┌─ Extrait du texte
La société, dans son impératif contemporain, impose de plus en plus une langue normée, calculée, laissant peu de place à l’énigme, à l’imprévu, aux effets de surprise de « lalangue » propre à la position subjective de chacun.
Qu’en est-il de ces sujets en panne de désir et qui souffrent dans leur langue dite maternelle, au point où un changement de langue s’impose ? De nombreux écrivains ou poètes n’ont pu écrire et être reconnus qu’en langue étrangère. La plupart ont témoigné de l’indicible d’une expérience dont les éprouvés ne pouvaient être transmués qu’à travers une langue autre. Le passage par une autre langue peut introduire la coupure nécessaire, afin que le désir soit remobilisé. Il peut aussi constituer une solution face à la jouissance intrusive. Ainsi, la voix qui parle dans l’œuvre de S. Beckett fait résonner un silence bruyant, transperçant, révélant l’abîme intérieur sur lequel l’écrivain s’est penché en langue française. Comme si ce passage par une autre langue, en maintenant en retrait une langue familière dangereusement proxémique, lui a permis le déplacement nécessaire pour faire face au réel et savoir y faire avec la langue, langue qu’il rend à sa nudité et qu’il porte à son apothéose.
└─
┌─ Données enregistrées
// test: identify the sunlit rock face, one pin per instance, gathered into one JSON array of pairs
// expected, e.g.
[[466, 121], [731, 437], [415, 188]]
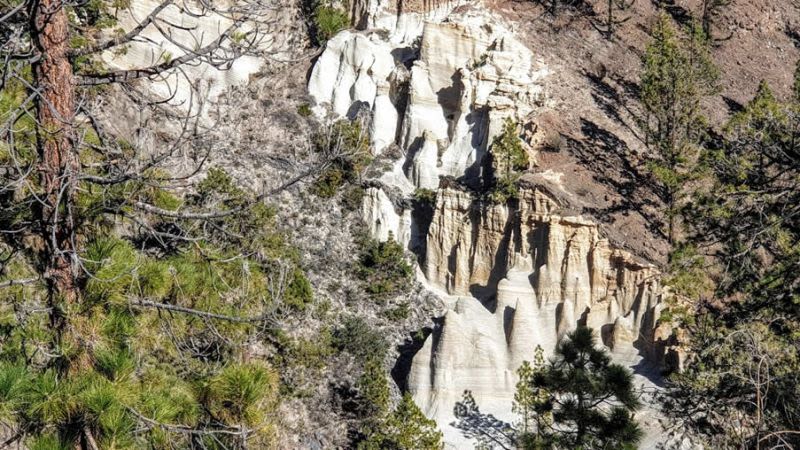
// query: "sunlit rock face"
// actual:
[[439, 84], [438, 81], [521, 276]]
└─
Poursuivez l'extrait sur le passage à une autre langue à la suite de sa dernière phrase.

» **Exercice corrigé**
Je pense également à ces sujets réfugiés de guerre et/ou politiques qui ont vécu dans un contexte où règnent la terreur et la dictature, pour lesquels la langue dite maternelle a fini par entrer en collusion avec la langue de la violence et de la barbarie, celle qui les a conduits au départ forcé de leur pays. En n’autorisant plus l’expression du désir, en voulant priver l’autre de ce qu’il a d’irréductible, cette langue totalitaire, dominée par la volonté démoniaque du tout savoir et du tout pouvoir, porte atteinte au sujet et ne peut faire lien social.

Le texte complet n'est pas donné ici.